**EXERCISE PROMPT**.
The result should be every line in the data below that carries the string "green".

[Source data]
-----
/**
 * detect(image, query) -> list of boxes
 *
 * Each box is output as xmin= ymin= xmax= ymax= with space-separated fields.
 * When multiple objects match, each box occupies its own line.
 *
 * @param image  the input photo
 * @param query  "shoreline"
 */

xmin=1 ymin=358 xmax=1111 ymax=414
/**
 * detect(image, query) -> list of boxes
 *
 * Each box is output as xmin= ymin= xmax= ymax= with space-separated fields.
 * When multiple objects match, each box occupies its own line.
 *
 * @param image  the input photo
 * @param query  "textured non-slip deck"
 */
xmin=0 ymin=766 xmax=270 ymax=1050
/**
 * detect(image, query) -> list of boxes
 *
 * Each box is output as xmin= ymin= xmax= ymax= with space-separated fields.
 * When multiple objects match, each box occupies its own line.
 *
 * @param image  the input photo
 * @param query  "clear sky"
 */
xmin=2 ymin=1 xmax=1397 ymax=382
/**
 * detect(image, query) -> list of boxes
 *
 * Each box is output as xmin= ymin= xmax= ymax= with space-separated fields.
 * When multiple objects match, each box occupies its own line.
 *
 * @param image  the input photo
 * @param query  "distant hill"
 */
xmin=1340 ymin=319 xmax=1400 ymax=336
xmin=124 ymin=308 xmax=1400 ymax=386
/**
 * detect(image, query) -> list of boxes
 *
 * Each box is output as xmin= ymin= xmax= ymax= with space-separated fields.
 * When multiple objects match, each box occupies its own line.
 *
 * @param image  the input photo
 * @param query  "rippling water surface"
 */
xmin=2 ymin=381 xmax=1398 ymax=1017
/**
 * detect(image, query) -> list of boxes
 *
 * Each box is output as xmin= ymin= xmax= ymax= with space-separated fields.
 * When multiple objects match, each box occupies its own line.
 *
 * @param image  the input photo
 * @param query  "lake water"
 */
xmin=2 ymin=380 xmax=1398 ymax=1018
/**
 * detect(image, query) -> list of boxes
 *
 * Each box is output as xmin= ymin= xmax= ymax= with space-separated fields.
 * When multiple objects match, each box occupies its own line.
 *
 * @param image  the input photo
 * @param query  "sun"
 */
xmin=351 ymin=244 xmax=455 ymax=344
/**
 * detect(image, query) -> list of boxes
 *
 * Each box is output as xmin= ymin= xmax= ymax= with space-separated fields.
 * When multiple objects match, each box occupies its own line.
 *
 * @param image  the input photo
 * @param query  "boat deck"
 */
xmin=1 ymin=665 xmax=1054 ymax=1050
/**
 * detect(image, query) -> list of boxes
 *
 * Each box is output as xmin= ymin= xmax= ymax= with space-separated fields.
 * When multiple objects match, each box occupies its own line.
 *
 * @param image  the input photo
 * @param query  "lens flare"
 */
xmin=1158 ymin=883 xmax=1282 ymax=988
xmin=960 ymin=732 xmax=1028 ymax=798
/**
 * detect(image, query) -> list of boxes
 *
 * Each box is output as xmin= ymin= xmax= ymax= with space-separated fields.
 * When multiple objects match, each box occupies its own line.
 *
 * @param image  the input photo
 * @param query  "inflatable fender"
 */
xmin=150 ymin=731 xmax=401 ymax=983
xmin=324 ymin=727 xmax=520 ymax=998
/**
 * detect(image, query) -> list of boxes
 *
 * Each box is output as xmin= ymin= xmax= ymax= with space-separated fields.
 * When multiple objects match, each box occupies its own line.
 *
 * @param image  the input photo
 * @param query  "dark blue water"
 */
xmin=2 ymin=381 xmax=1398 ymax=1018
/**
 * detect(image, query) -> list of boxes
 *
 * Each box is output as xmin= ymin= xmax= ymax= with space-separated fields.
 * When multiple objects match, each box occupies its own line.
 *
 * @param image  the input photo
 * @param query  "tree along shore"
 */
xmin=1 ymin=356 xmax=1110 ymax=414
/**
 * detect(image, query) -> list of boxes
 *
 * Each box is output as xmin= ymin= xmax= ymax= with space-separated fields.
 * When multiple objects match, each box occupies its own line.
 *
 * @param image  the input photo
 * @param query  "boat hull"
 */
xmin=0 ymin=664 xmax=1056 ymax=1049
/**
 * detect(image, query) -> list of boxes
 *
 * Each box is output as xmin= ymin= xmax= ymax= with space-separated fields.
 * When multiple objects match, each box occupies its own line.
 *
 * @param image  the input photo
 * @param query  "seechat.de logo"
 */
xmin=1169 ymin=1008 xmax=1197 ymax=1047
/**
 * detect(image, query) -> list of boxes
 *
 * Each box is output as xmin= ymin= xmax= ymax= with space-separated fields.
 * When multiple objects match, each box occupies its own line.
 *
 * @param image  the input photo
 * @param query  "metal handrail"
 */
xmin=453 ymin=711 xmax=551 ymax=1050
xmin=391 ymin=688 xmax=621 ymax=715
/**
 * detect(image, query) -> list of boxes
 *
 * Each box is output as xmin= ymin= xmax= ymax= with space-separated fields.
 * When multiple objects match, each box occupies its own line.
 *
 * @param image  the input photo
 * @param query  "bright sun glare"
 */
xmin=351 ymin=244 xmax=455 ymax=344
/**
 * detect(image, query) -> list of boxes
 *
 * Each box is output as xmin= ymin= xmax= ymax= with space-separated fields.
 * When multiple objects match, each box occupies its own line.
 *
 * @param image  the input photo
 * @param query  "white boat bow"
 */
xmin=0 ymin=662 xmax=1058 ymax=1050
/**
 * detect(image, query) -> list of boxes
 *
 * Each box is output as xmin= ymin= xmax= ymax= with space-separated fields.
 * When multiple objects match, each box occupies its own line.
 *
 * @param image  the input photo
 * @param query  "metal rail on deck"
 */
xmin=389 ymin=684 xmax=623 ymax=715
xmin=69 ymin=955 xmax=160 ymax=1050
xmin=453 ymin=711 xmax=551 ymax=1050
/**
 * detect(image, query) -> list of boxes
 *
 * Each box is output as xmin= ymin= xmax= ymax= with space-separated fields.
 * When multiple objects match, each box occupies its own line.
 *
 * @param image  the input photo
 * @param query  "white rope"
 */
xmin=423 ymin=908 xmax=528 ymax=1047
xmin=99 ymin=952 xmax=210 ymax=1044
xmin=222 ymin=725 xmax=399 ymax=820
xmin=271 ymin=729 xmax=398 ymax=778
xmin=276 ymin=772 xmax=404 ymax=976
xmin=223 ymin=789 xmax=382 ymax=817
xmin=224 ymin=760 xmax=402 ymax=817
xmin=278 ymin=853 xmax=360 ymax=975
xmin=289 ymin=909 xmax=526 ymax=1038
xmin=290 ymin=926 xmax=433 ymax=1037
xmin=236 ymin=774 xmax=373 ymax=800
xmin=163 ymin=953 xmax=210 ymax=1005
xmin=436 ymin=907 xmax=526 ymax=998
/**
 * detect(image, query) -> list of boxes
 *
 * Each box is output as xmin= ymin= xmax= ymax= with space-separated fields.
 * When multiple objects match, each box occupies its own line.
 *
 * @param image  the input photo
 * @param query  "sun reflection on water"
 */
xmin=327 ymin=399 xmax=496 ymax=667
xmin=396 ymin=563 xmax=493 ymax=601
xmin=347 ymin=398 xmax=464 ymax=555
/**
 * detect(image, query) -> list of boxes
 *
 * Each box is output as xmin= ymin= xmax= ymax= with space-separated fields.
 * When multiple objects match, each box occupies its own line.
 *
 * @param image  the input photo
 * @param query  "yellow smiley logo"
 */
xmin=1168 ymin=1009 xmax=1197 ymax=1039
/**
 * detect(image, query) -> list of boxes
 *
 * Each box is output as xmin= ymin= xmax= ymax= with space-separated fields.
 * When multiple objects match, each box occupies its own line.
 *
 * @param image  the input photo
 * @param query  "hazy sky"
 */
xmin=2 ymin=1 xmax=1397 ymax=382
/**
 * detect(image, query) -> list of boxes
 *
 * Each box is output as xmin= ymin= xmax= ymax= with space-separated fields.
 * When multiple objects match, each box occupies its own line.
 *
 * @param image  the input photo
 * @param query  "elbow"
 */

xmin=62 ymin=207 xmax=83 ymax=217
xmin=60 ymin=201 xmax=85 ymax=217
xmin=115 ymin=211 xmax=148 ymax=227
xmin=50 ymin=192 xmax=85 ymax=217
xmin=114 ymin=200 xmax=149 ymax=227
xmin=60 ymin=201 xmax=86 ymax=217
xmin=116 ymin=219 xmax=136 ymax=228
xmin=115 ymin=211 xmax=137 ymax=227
-----
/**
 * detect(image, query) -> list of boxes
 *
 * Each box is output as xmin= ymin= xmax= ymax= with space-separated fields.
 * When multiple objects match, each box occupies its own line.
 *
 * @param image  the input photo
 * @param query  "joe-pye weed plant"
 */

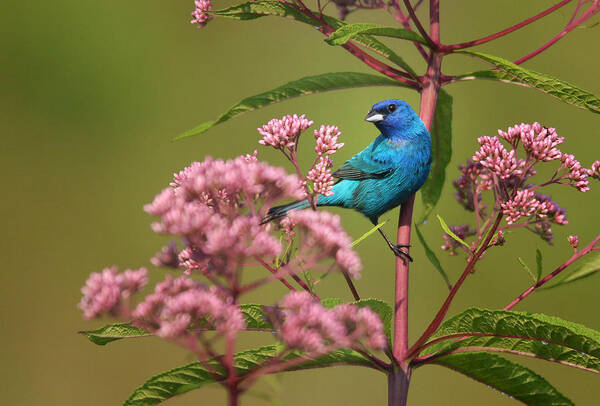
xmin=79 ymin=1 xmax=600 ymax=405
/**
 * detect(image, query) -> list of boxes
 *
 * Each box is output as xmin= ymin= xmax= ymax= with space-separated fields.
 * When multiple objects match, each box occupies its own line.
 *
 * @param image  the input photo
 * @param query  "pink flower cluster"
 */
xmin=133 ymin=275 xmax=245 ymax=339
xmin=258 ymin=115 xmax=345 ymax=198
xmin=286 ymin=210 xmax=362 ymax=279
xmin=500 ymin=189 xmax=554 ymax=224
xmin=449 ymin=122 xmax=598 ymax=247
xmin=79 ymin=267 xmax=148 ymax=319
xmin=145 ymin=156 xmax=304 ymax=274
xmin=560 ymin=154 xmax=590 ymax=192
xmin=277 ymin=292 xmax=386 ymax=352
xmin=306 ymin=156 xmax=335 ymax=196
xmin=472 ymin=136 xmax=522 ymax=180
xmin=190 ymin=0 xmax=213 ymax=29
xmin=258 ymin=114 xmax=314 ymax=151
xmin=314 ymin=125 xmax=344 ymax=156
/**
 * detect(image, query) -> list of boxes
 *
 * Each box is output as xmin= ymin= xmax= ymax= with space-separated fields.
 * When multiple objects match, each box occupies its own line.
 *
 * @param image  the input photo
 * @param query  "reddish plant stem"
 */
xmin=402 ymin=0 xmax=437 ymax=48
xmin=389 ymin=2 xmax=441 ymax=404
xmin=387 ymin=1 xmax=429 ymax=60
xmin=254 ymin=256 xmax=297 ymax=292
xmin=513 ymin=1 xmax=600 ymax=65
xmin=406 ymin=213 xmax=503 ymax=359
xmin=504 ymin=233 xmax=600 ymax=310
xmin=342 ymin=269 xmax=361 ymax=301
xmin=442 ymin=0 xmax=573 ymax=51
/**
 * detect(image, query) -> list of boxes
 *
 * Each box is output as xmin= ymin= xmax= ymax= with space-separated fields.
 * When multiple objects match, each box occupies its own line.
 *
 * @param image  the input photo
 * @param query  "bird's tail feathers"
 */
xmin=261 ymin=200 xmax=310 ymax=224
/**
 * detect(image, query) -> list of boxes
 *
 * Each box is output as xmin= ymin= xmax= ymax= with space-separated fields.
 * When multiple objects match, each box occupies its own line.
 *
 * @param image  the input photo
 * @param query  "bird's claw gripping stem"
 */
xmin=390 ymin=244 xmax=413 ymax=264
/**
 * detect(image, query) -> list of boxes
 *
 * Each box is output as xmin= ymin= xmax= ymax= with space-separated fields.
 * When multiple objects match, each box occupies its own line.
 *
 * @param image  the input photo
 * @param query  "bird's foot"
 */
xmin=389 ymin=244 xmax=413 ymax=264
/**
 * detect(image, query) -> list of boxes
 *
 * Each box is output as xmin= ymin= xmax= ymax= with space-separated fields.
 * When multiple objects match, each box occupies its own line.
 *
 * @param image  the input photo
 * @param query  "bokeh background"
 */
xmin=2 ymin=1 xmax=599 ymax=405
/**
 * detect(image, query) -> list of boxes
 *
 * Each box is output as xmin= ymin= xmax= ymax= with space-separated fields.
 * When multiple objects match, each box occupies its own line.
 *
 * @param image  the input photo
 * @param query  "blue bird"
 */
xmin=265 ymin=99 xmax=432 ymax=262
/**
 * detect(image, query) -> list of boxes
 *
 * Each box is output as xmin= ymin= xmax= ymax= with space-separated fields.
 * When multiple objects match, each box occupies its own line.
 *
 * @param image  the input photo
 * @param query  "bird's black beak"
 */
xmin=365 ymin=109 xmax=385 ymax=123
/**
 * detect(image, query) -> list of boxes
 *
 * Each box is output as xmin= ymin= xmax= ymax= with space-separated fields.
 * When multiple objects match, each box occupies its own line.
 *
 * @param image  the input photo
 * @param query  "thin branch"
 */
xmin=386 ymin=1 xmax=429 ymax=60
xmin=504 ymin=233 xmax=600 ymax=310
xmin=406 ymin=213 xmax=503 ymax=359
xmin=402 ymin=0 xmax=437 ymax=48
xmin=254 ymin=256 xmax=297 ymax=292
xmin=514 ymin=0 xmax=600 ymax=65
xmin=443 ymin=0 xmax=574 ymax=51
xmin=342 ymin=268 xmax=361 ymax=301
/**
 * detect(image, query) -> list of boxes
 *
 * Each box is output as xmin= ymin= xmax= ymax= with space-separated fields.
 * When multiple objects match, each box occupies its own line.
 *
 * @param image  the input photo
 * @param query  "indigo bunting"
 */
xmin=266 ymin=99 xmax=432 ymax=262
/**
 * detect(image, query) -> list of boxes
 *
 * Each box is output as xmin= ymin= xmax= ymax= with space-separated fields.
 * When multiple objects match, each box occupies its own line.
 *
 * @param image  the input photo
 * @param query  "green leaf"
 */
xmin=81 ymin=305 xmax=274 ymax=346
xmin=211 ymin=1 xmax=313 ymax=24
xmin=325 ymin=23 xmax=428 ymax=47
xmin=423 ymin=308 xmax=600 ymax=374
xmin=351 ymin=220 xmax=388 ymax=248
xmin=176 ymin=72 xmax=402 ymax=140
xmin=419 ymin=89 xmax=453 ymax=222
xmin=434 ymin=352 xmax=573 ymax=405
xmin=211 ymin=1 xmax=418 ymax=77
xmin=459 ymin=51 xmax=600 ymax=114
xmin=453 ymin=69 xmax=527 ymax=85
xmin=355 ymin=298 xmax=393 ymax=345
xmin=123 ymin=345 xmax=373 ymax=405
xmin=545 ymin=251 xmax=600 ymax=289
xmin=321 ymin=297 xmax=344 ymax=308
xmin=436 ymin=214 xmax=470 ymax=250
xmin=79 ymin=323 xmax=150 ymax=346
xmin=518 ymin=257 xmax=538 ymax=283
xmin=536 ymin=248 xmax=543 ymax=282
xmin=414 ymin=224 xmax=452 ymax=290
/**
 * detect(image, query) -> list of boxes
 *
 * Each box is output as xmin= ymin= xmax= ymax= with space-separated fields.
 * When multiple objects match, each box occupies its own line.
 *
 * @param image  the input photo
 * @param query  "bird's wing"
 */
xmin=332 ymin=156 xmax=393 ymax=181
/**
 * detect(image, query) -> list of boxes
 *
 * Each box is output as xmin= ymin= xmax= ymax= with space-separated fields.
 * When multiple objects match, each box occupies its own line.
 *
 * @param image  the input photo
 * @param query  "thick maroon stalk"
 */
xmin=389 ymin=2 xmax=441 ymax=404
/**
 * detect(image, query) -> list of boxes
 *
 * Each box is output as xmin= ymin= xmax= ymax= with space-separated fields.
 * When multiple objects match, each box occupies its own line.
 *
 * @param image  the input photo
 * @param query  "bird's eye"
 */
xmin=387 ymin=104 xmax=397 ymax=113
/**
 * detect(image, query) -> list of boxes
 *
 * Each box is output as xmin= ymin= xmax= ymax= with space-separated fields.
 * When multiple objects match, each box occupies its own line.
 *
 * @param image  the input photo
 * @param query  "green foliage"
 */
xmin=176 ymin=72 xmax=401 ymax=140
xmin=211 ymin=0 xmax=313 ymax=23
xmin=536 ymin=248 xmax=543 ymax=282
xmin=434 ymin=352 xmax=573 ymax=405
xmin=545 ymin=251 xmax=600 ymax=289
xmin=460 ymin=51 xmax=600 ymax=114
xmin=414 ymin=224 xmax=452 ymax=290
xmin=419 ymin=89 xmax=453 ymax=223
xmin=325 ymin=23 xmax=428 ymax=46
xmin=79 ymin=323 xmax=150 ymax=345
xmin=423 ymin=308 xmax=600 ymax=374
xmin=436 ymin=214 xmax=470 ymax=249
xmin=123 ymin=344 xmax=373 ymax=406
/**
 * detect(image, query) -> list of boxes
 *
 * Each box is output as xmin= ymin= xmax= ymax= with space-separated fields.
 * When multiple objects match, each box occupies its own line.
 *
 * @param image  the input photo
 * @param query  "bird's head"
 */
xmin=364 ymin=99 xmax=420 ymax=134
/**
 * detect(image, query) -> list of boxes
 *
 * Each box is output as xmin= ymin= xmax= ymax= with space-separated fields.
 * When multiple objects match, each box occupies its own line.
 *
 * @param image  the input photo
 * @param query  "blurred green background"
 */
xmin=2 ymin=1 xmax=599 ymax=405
-----
**ANSWER BOX**.
 * @param query  "green leaf"
 * @param query  "green foliage"
 * @param query  "blurred green background"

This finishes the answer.